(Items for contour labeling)
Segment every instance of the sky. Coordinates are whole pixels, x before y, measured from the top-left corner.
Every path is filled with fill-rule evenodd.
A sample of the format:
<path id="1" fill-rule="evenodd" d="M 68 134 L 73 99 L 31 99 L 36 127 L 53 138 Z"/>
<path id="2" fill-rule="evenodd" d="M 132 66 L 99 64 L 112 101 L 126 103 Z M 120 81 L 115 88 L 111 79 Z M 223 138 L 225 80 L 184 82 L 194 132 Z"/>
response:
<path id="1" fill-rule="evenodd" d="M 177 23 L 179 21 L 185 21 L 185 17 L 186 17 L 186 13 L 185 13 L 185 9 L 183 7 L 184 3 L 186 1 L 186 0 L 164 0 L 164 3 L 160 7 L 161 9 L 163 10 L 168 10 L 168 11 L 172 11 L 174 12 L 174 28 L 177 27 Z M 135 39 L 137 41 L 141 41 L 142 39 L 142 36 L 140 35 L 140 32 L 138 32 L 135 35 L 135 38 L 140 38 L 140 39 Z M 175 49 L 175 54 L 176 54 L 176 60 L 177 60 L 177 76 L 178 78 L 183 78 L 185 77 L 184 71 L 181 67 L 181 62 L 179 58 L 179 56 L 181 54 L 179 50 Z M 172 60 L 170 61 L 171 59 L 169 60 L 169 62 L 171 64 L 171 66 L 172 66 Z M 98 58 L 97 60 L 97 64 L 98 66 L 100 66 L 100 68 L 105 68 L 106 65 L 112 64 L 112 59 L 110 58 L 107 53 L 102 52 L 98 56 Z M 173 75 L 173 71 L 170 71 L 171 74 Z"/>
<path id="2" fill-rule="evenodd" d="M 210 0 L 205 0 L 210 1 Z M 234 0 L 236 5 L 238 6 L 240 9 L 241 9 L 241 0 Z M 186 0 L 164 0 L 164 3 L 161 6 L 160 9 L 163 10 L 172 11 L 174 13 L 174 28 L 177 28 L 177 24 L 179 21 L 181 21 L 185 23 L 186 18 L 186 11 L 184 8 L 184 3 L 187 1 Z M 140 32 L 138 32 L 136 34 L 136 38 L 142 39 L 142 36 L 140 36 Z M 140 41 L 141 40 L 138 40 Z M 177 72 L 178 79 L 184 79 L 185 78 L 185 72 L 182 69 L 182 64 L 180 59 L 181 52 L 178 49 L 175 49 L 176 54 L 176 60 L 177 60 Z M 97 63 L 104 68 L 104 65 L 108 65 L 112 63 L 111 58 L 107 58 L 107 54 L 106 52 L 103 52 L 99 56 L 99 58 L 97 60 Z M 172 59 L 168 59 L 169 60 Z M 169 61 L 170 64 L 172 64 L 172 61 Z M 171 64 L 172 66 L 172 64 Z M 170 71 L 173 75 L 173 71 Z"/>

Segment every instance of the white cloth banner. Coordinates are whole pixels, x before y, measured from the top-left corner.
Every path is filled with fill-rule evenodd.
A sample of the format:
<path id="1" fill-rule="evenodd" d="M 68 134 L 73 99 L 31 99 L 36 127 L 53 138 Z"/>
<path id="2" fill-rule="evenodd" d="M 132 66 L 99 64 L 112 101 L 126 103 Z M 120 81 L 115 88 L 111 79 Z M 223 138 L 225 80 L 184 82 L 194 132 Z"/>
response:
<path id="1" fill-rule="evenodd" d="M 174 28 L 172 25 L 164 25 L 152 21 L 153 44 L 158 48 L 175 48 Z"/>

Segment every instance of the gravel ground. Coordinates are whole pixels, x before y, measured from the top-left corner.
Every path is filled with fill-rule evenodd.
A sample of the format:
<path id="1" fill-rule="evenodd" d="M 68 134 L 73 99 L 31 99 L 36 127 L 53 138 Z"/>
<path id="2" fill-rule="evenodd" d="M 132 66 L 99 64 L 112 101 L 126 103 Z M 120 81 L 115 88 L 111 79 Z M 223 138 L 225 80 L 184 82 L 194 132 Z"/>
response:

* _Exercise requirements_: Please transcribe the whole listing above word for word, changing nothing.

* _Task response_:
Segment every instance of the sky. Coordinates are whole pixels, x before y, measured from the top-left corner.
Every path is filled with fill-rule evenodd.
A sample of the format:
<path id="1" fill-rule="evenodd" d="M 68 134 L 73 99 L 31 99 L 36 127 L 53 138 Z"/>
<path id="2" fill-rule="evenodd" d="M 132 66 L 99 64 L 112 101 L 126 103 Z M 120 81 L 115 88 L 111 79 Z M 223 138 L 225 80 L 184 82 L 194 132 Z"/>
response:
<path id="1" fill-rule="evenodd" d="M 177 23 L 179 21 L 185 21 L 185 17 L 186 17 L 186 13 L 185 13 L 185 9 L 183 7 L 184 3 L 186 1 L 186 0 L 164 0 L 164 3 L 160 7 L 161 9 L 163 10 L 168 10 L 168 11 L 172 11 L 174 12 L 174 28 L 177 27 Z M 135 39 L 137 41 L 141 41 L 142 39 L 142 36 L 140 35 L 140 32 L 138 32 L 135 35 L 135 38 L 140 38 L 140 39 Z M 175 49 L 175 54 L 176 54 L 176 60 L 177 60 L 177 76 L 178 78 L 183 78 L 185 77 L 184 71 L 181 67 L 181 62 L 179 58 L 179 56 L 181 54 L 179 50 Z M 172 60 L 170 61 L 171 59 L 169 60 L 169 62 L 171 64 L 171 66 L 172 66 Z M 98 58 L 97 60 L 97 64 L 98 66 L 100 66 L 100 68 L 105 68 L 106 65 L 112 64 L 112 59 L 110 58 L 107 53 L 102 52 L 98 56 Z M 173 75 L 173 71 L 170 71 L 171 74 Z"/>
<path id="2" fill-rule="evenodd" d="M 210 0 L 205 0 L 210 1 Z M 234 0 L 236 5 L 238 6 L 240 9 L 241 9 L 241 0 Z M 186 0 L 164 0 L 164 3 L 161 6 L 160 9 L 163 10 L 172 11 L 174 13 L 174 28 L 177 28 L 177 24 L 179 21 L 181 21 L 185 23 L 186 18 L 186 11 L 184 8 L 184 3 L 187 1 Z M 140 32 L 138 32 L 136 34 L 136 38 L 142 39 L 142 36 L 140 36 Z M 140 41 L 141 40 L 138 40 Z M 177 72 L 178 79 L 184 79 L 185 78 L 185 72 L 182 69 L 182 64 L 180 59 L 181 52 L 178 49 L 175 49 L 176 54 L 176 60 L 177 60 Z M 97 63 L 104 68 L 104 65 L 108 65 L 112 63 L 111 58 L 107 58 L 107 54 L 106 52 L 103 52 L 99 56 L 99 58 L 97 60 Z M 172 59 L 168 59 L 169 60 Z M 169 61 L 170 64 L 172 64 L 172 61 Z M 171 64 L 172 66 L 172 64 Z M 170 71 L 173 75 L 173 71 Z"/>

Segment every instance of the white cloth banner. Coordinates are whole pixels, x before y, measured from the top-left corner.
Every path is filled with fill-rule evenodd.
A sample of the format:
<path id="1" fill-rule="evenodd" d="M 68 134 L 73 99 L 31 99 L 36 127 L 53 138 Z"/>
<path id="2" fill-rule="evenodd" d="M 132 66 L 99 64 L 112 101 L 126 103 Z M 120 81 L 115 88 L 111 79 Z M 223 138 L 225 80 L 184 82 L 194 132 Z"/>
response:
<path id="1" fill-rule="evenodd" d="M 174 28 L 172 25 L 164 25 L 152 21 L 153 44 L 158 48 L 175 48 Z"/>

Segment every instance of the gravel ground. Coordinates are whole pixels, x before y, measured from the top-left corner.
Every path is filled with fill-rule evenodd.
A sample of the format:
<path id="1" fill-rule="evenodd" d="M 68 134 L 73 99 L 31 99 L 36 127 L 53 138 Z"/>
<path id="2" fill-rule="evenodd" d="M 132 66 L 99 64 L 112 101 L 126 103 Z M 120 81 L 115 88 L 111 79 Z M 223 138 L 225 80 L 184 82 L 194 132 Z"/>
response:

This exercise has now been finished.